Week from 15 to 21 June 2020
After a tough week, Wall Street turned positive in the middle of the month as the Federal Reserve said it will start buying individual corporate bonds on the secondary market as from Tuesday. Stocks were also helped by a feeling of optimism prevailing in the crude oil market (WTI up 9.62% WTD at $39.75 a barrel) on hopes that the OPEC+ deal will soon bring prices back to “normal” as demand around the northern hemisphere was again increasing.
Nevertheless, investor sentiment became bearish Thursday with U.S. data showing a high level of new weekly jobless claims (1.508 million for the week ended June 13). It worsened again Friday after Apple announced it would reclose some stores in Arizona and Florida following a rise in Covid-19 cases. Unfortunately, many states and countries, including China and Japan, are now experiencing a resurgence of coronavirus infections which could hinder the pace of economic reopening and lead to a sluggish growth recovery scenario accordingly.
The equity sell-off accelerated into the close, reversing some of the gains made earlier in the week. That said, the magnitude of the declines was not comparable to those observed last week. All in all, stock indexes therefore managed to stay in positive territory.
The Dow Jones Industrial Average was up 1.04%, or 266 points, after falling more than 200 points on Friday. The S&P 500 gained 1.86%, while the Nasdaq Composite added 3.73%.
European indexes did better (DAX 30: +3.19%, CAC 40: +2.90%, FTSE 100: +3.07%) but they were closed by the time of Apple’s announcement. APAC markets also fared well though to a lesser extent (NIKKEI 225: +0.78%, KOSPI: +0.42%, ASX 200: +1.62%, NIFTY 50: +2.72%, and Shanghai Composite: +1.64% despite fears of a second wave of coronavirus cases in China as Beijing officials ordered the schools to close again and urged residents not to leave the city).

> _What to do_:
**A)** Using the weekly market review, explain in one to three sentences why Wall Street turned positive in the middle of the month.
**B)** Please write out the passage of the weekly market review from "The equity sell-off" to "in positive territory." word for word.
**C)** According to the weekly market review, how many new weekly jobless claims did U.S. data show for the week ended June 13?

> _Raw data_:
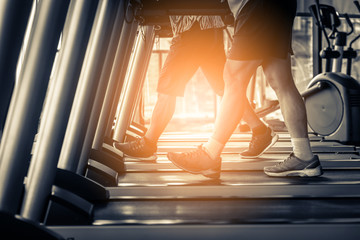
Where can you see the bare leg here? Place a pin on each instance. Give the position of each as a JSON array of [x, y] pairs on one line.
[[278, 74], [237, 75], [250, 116], [162, 114]]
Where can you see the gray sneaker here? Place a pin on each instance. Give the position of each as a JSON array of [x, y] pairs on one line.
[[295, 167]]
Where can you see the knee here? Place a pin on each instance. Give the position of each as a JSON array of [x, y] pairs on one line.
[[165, 98]]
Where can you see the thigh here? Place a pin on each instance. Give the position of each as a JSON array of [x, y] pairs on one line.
[[237, 74], [213, 61], [278, 73], [180, 65]]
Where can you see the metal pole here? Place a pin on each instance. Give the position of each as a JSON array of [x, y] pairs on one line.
[[89, 80], [14, 15], [117, 78], [27, 100], [145, 42], [101, 90], [57, 107]]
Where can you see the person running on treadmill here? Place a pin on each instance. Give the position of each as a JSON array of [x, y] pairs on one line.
[[197, 43], [262, 36]]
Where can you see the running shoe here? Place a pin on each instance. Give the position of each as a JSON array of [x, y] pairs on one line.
[[139, 148], [260, 143], [197, 162], [295, 167]]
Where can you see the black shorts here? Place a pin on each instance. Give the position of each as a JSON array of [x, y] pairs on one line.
[[263, 29], [190, 50]]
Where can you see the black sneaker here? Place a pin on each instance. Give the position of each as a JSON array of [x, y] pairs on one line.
[[139, 148], [295, 167], [197, 162], [260, 143]]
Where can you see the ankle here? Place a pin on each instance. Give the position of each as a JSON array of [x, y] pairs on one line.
[[213, 148], [259, 130], [302, 148]]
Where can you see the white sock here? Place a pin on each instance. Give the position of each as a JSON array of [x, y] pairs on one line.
[[213, 148], [302, 148]]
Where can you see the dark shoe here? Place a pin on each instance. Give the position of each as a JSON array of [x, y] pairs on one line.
[[197, 162], [139, 148], [295, 167], [260, 143]]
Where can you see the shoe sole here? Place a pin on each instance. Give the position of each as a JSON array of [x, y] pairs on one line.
[[314, 172], [273, 141], [129, 157], [209, 173]]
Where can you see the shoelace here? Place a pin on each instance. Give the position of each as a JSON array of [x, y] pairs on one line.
[[254, 141], [286, 160]]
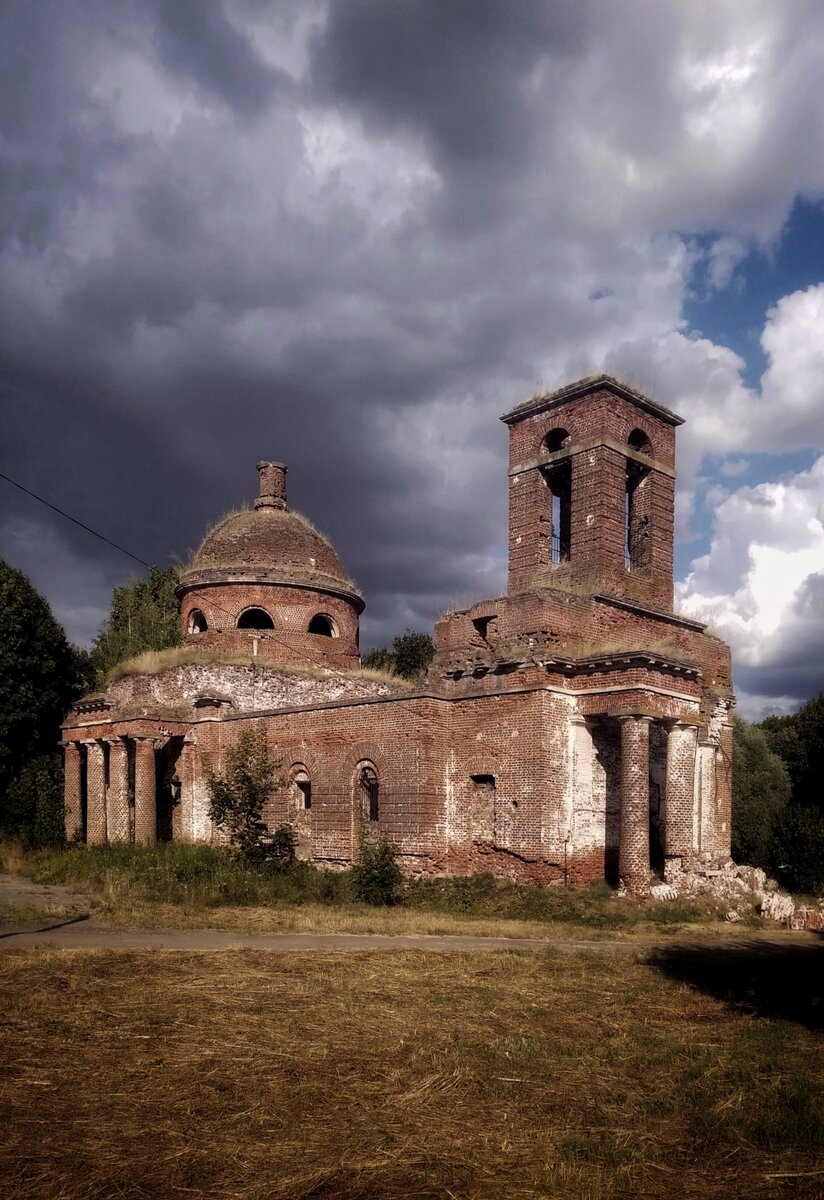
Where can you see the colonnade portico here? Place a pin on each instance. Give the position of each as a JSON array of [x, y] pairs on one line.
[[103, 792], [629, 735]]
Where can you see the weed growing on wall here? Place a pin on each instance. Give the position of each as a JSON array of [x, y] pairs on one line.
[[376, 877]]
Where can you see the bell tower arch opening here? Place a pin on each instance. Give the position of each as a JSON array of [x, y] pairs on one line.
[[637, 505], [591, 492]]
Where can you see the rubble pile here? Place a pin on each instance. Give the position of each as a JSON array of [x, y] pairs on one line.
[[741, 886]]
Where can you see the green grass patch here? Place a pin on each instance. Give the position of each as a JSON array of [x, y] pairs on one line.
[[210, 877]]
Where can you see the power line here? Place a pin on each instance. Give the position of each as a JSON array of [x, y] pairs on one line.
[[74, 520], [264, 634]]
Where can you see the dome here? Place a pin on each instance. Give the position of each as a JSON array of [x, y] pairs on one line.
[[269, 544]]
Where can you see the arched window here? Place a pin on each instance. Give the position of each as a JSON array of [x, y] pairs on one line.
[[557, 439], [639, 442], [323, 625], [254, 618], [368, 791], [302, 786], [636, 511], [197, 622], [559, 485]]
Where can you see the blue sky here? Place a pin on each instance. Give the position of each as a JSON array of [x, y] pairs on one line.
[[349, 235]]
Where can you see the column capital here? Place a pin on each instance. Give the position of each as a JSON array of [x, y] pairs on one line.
[[680, 723]]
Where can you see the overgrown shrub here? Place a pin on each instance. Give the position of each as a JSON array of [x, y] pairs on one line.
[[35, 803], [377, 877], [798, 850], [238, 797], [761, 793]]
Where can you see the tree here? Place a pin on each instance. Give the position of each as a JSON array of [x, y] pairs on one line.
[[761, 793], [798, 850], [38, 679], [799, 741], [413, 654], [144, 617], [380, 659], [238, 799], [35, 802], [410, 655]]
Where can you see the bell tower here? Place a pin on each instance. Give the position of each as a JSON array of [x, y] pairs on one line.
[[591, 492]]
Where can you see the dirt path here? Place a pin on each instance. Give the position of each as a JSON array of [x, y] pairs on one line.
[[78, 930]]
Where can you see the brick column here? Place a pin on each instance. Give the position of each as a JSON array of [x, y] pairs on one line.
[[145, 792], [678, 837], [116, 798], [72, 791], [95, 793], [633, 828]]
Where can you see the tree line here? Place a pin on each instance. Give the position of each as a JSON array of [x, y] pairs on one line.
[[779, 763]]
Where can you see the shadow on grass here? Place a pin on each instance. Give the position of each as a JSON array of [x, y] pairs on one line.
[[765, 979]]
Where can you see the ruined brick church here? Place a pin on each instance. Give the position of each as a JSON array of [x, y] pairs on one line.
[[575, 729]]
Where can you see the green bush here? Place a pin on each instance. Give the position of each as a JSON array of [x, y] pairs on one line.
[[761, 793], [35, 803], [238, 797], [798, 850], [377, 877]]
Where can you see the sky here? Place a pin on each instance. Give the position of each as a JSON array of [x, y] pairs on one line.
[[348, 235]]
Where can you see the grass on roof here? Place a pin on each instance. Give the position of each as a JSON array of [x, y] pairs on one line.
[[156, 661]]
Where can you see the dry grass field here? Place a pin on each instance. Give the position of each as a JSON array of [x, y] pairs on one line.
[[394, 1074]]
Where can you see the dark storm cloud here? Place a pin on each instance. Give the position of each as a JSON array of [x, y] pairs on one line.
[[456, 72], [196, 41], [347, 237]]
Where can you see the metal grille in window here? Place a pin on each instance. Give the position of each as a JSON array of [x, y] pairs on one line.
[[368, 781]]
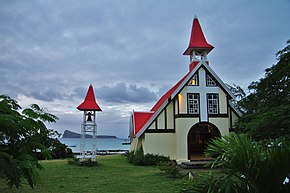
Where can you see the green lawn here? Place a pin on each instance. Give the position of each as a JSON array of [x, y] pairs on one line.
[[114, 175]]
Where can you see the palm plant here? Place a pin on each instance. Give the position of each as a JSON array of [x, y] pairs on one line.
[[245, 166]]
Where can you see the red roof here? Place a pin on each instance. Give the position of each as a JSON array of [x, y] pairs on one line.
[[89, 103], [167, 95], [197, 39], [140, 119]]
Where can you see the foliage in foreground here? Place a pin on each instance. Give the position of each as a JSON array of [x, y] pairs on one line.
[[164, 163], [86, 162], [266, 109], [246, 166], [21, 141]]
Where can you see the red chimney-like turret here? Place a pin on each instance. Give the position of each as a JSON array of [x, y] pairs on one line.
[[198, 47], [89, 107], [197, 39], [89, 103]]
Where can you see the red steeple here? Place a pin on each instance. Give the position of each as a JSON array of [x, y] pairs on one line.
[[89, 103], [197, 39]]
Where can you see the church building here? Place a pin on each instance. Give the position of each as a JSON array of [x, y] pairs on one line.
[[195, 110]]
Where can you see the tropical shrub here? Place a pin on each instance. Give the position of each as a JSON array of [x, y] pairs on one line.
[[21, 138], [246, 166]]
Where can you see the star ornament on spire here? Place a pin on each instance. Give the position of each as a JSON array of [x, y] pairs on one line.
[[89, 104]]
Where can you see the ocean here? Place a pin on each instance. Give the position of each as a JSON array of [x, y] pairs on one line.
[[103, 144]]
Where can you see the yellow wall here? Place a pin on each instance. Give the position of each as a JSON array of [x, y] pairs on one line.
[[182, 101], [222, 102], [223, 124], [170, 116], [183, 125], [161, 121], [160, 143]]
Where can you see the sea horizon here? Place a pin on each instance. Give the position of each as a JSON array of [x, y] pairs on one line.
[[102, 144]]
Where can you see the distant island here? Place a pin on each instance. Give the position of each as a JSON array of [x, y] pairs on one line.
[[70, 134]]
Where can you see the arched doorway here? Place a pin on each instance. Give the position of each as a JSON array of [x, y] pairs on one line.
[[198, 138]]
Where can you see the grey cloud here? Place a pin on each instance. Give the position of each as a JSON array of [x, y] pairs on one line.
[[122, 93]]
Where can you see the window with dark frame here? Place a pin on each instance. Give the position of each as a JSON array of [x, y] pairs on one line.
[[212, 103], [194, 81], [193, 103], [210, 81]]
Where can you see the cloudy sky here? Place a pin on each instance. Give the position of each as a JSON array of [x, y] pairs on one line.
[[131, 51]]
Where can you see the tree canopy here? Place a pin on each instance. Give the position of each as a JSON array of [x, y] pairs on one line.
[[266, 109], [21, 137]]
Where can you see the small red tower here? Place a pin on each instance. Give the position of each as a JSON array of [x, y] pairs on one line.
[[198, 47], [89, 106]]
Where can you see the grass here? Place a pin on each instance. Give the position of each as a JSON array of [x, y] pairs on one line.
[[114, 174]]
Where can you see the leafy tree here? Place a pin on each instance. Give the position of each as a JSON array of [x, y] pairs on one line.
[[21, 135], [247, 166], [267, 106]]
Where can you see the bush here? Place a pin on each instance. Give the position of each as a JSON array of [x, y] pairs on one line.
[[86, 162], [138, 158], [171, 168]]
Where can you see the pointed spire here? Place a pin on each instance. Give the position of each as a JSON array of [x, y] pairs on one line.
[[89, 104], [197, 39]]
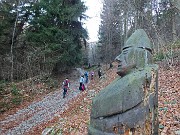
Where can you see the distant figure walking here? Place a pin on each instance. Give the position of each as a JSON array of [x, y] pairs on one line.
[[86, 76], [92, 75], [65, 87], [81, 83], [99, 73]]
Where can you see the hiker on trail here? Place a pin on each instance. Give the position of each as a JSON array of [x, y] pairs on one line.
[[86, 76], [65, 87], [99, 73], [92, 75], [81, 82]]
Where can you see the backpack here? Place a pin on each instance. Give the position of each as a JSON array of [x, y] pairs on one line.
[[65, 82]]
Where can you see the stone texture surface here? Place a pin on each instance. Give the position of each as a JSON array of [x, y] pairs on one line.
[[129, 104]]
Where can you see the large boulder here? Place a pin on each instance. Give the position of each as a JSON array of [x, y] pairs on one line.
[[129, 103]]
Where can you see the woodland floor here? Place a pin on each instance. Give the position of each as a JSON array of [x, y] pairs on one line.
[[70, 116]]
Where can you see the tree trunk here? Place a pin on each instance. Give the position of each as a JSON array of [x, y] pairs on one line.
[[12, 45]]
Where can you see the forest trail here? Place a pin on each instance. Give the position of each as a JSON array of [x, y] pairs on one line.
[[70, 116], [40, 111]]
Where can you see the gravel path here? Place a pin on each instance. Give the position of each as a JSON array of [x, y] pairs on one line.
[[38, 112]]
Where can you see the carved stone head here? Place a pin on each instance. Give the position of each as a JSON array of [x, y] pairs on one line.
[[136, 53]]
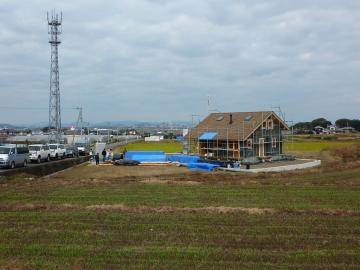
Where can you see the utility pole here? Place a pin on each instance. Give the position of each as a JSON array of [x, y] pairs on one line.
[[54, 30]]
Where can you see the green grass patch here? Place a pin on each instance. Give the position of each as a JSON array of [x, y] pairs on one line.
[[168, 146], [314, 146]]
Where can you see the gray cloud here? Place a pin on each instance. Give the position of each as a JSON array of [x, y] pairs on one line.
[[159, 60]]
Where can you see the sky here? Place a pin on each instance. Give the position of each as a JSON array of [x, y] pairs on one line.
[[157, 60]]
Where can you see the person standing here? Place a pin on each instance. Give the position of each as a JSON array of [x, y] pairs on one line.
[[97, 159]]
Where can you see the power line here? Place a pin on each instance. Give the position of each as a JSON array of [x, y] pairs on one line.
[[31, 108]]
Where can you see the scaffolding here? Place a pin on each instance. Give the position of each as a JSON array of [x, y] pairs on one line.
[[264, 142]]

> _Solution list_:
**A)** Wall Street turned positive because the Federal Reserve said it would start buying individual corporate bonds on the secondary market as from Tuesday. Optimism in the crude oil market also helped stocks. That optimism came from hopes that the OPEC+ deal would soon bring prices back to "normal" as demand around the northern hemisphere was increasing again.

**B)**
The equity sell-off accelerated into the close, reversing some of the gains made earlier in the week. That said, the magnitude of the declines was not comparable to those observed last week. All in all, stock indexes therefore managed to stay in positive territory.

**C)** 1.508 million.